━━━ PROVIDED INFORMATION ━━━

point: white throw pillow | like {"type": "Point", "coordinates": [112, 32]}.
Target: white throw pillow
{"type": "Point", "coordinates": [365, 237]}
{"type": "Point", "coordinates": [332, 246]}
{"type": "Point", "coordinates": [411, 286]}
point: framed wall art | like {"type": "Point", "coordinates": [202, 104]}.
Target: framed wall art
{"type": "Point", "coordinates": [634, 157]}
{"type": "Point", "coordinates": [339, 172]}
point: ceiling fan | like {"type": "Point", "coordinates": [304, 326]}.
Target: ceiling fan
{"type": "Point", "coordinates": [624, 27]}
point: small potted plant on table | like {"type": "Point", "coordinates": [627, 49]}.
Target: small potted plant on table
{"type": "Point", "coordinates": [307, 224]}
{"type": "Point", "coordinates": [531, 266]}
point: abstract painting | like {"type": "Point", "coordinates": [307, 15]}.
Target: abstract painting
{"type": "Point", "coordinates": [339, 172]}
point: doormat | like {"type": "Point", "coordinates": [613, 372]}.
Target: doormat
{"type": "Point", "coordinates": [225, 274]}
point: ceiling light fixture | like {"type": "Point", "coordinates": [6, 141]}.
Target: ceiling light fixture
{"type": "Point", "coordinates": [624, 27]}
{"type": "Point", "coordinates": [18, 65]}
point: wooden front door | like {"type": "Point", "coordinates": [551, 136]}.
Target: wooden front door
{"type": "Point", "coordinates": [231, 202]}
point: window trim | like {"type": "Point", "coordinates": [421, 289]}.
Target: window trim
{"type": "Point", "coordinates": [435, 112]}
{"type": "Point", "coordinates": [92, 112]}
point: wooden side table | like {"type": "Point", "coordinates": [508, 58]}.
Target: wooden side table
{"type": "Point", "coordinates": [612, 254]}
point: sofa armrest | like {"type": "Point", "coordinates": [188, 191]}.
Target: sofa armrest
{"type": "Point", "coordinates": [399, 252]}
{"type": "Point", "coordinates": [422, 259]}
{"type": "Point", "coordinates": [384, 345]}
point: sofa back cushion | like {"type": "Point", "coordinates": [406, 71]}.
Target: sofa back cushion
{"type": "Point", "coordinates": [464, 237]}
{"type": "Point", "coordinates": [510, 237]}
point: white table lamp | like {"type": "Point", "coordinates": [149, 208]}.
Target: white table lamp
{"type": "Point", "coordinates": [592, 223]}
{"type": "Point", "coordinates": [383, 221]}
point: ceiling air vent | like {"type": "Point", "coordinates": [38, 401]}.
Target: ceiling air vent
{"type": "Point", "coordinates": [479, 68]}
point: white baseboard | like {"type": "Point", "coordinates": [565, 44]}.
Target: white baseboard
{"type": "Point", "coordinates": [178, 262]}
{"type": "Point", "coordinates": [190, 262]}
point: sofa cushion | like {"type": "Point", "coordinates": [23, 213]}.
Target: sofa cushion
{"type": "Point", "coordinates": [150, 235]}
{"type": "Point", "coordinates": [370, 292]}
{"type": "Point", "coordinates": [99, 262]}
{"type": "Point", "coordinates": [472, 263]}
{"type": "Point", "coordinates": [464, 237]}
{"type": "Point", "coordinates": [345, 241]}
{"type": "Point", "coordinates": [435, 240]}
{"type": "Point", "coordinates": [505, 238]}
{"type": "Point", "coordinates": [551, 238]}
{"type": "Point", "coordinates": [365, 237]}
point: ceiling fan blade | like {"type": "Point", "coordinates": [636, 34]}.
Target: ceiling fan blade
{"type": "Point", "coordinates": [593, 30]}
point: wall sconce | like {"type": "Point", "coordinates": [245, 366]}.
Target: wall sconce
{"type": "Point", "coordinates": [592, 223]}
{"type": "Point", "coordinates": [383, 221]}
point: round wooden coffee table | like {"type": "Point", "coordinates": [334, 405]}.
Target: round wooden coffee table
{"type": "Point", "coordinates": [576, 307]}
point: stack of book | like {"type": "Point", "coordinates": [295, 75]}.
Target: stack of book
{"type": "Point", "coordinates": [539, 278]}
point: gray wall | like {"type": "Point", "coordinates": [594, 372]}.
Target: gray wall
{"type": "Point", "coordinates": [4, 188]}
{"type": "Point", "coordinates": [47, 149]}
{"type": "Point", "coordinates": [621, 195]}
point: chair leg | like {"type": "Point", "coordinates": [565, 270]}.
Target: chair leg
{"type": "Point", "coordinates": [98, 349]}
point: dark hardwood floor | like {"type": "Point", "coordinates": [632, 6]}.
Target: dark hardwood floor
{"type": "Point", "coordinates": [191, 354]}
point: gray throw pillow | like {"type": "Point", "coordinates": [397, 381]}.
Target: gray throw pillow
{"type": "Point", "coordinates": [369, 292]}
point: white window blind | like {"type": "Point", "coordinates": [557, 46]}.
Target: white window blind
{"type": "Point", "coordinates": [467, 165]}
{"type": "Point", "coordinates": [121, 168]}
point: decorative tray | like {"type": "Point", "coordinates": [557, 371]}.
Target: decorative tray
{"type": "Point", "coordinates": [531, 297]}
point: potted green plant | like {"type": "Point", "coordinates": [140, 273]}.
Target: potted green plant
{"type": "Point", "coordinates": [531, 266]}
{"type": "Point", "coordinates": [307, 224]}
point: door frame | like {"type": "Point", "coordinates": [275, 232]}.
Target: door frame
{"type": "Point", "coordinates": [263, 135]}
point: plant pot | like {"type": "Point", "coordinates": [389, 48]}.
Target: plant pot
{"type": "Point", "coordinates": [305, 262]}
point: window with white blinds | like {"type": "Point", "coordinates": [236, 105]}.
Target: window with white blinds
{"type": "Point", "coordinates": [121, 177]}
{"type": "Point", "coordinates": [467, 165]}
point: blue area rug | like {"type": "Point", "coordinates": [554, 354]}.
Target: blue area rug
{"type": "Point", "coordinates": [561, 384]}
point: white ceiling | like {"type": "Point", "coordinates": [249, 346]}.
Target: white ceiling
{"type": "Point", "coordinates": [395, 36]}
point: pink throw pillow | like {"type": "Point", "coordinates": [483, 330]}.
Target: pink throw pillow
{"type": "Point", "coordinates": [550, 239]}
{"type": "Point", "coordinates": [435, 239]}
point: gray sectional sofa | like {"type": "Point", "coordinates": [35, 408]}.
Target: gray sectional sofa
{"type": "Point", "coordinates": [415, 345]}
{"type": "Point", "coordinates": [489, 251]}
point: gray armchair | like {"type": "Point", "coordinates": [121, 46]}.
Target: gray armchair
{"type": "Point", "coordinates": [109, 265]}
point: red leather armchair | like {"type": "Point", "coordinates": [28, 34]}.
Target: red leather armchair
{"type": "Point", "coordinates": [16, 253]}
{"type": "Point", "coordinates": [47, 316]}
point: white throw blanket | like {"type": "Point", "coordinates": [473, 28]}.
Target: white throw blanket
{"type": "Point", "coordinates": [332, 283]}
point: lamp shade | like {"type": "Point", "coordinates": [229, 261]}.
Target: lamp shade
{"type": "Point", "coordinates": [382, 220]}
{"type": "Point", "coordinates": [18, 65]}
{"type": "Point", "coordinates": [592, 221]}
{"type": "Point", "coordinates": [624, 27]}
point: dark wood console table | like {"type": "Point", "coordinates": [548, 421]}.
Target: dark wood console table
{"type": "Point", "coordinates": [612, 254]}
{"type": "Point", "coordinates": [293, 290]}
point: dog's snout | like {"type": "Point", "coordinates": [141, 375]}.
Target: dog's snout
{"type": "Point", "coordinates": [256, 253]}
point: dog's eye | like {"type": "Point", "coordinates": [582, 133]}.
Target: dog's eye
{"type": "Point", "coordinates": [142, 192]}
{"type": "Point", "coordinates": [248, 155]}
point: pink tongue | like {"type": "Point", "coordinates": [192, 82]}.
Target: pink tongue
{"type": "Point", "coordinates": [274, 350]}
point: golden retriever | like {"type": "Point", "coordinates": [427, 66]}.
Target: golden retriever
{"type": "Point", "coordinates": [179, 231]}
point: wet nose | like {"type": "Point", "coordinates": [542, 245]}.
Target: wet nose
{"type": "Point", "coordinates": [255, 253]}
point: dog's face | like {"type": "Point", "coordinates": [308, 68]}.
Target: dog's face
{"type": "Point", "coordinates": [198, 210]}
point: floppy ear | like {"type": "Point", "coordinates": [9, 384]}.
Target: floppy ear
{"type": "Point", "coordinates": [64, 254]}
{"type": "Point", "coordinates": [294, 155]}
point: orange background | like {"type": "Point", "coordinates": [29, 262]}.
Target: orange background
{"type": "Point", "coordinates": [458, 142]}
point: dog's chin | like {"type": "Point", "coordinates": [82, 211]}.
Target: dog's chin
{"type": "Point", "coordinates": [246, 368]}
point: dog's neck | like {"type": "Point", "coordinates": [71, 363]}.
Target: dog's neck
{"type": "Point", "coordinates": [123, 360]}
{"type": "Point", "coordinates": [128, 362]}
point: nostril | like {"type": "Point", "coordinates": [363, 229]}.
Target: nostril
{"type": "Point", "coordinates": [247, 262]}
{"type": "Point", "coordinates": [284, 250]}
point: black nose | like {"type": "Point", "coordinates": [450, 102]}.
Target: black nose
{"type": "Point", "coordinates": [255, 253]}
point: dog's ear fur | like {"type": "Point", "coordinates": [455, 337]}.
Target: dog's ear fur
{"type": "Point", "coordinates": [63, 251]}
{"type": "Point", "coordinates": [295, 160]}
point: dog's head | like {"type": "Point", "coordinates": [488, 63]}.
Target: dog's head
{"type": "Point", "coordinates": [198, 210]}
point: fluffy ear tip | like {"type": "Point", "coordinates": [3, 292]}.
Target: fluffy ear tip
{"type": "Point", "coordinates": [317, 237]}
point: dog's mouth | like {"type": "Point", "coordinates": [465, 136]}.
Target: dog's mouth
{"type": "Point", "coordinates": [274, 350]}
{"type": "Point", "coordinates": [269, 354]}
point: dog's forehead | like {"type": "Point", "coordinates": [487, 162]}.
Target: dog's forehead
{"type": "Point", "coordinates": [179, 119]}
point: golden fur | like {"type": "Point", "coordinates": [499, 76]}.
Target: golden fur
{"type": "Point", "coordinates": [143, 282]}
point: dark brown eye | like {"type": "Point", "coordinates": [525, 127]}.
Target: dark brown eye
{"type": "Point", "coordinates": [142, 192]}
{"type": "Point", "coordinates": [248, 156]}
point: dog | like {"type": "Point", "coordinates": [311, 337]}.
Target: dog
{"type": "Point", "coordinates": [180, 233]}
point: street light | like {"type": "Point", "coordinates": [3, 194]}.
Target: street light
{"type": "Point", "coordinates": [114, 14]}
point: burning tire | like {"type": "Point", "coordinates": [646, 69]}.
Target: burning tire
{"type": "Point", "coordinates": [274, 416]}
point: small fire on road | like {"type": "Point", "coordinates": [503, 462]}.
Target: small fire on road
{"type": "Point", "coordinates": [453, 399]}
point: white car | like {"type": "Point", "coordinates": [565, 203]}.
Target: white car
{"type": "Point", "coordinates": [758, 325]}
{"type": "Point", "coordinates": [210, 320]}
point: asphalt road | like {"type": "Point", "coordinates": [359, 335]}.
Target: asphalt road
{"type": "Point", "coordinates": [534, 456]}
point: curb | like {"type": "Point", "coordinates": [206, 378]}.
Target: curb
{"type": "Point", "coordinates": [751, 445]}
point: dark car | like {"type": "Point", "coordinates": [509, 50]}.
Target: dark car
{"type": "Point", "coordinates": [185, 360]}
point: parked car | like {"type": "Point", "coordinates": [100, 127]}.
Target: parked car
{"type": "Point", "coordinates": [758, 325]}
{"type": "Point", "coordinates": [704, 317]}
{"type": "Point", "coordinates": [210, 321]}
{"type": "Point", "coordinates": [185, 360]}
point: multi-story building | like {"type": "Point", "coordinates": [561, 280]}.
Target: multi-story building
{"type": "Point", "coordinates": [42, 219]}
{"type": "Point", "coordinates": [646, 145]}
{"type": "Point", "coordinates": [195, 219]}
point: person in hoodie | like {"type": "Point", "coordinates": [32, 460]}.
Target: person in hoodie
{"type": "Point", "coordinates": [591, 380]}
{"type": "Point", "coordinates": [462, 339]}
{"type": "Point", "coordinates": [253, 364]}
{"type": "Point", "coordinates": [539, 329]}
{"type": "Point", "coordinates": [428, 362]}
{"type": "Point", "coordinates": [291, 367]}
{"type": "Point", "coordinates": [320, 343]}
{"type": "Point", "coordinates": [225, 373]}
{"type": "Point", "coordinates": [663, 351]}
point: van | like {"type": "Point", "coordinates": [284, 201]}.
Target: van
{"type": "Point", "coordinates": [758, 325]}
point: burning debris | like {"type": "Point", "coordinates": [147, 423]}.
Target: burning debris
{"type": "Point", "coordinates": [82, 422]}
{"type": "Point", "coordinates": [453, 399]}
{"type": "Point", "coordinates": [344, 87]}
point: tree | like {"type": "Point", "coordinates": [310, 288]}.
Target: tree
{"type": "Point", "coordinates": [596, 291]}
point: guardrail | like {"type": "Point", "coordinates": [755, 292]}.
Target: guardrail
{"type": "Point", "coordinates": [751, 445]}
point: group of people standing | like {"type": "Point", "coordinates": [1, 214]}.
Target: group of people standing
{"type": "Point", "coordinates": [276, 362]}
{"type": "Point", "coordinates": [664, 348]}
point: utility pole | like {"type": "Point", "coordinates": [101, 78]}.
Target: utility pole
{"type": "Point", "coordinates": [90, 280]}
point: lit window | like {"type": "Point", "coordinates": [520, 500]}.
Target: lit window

━━━

### JOB
Give back exactly the lines that run from the line with "point: dark car" through the close of the material, counting both ends, and nothing more.

### THE SOLUTION
point: dark car | like {"type": "Point", "coordinates": [509, 50]}.
Target: dark car
{"type": "Point", "coordinates": [185, 360]}
point: parked car | like {"type": "Point", "coordinates": [100, 127]}.
Target: parked car
{"type": "Point", "coordinates": [758, 325]}
{"type": "Point", "coordinates": [704, 317]}
{"type": "Point", "coordinates": [210, 321]}
{"type": "Point", "coordinates": [185, 360]}
point: multi-story building | like {"type": "Point", "coordinates": [561, 280]}.
Target: multi-story building
{"type": "Point", "coordinates": [42, 219]}
{"type": "Point", "coordinates": [646, 145]}
{"type": "Point", "coordinates": [195, 219]}
point: person in hoodie | like {"type": "Point", "coordinates": [32, 460]}.
Target: person in hoodie
{"type": "Point", "coordinates": [591, 380]}
{"type": "Point", "coordinates": [462, 339]}
{"type": "Point", "coordinates": [253, 364]}
{"type": "Point", "coordinates": [539, 329]}
{"type": "Point", "coordinates": [428, 362]}
{"type": "Point", "coordinates": [291, 367]}
{"type": "Point", "coordinates": [320, 343]}
{"type": "Point", "coordinates": [225, 373]}
{"type": "Point", "coordinates": [663, 351]}
point: van | like {"type": "Point", "coordinates": [284, 201]}.
Target: van
{"type": "Point", "coordinates": [758, 325]}
point: burning debris | like {"type": "Point", "coordinates": [147, 423]}.
Target: burning debris
{"type": "Point", "coordinates": [82, 422]}
{"type": "Point", "coordinates": [453, 399]}
{"type": "Point", "coordinates": [344, 87]}
point: tree | like {"type": "Point", "coordinates": [310, 288]}.
Target: tree
{"type": "Point", "coordinates": [596, 291]}
point: guardrail | like {"type": "Point", "coordinates": [755, 292]}.
Target: guardrail
{"type": "Point", "coordinates": [751, 445]}
point: group of people standing | like {"type": "Point", "coordinates": [1, 214]}.
Target: group of people standing
{"type": "Point", "coordinates": [276, 362]}
{"type": "Point", "coordinates": [664, 348]}
point: utility pole | like {"type": "Point", "coordinates": [101, 78]}.
Target: utility pole
{"type": "Point", "coordinates": [90, 280]}
point: lit window | like {"type": "Point", "coordinates": [520, 500]}.
Target: lit window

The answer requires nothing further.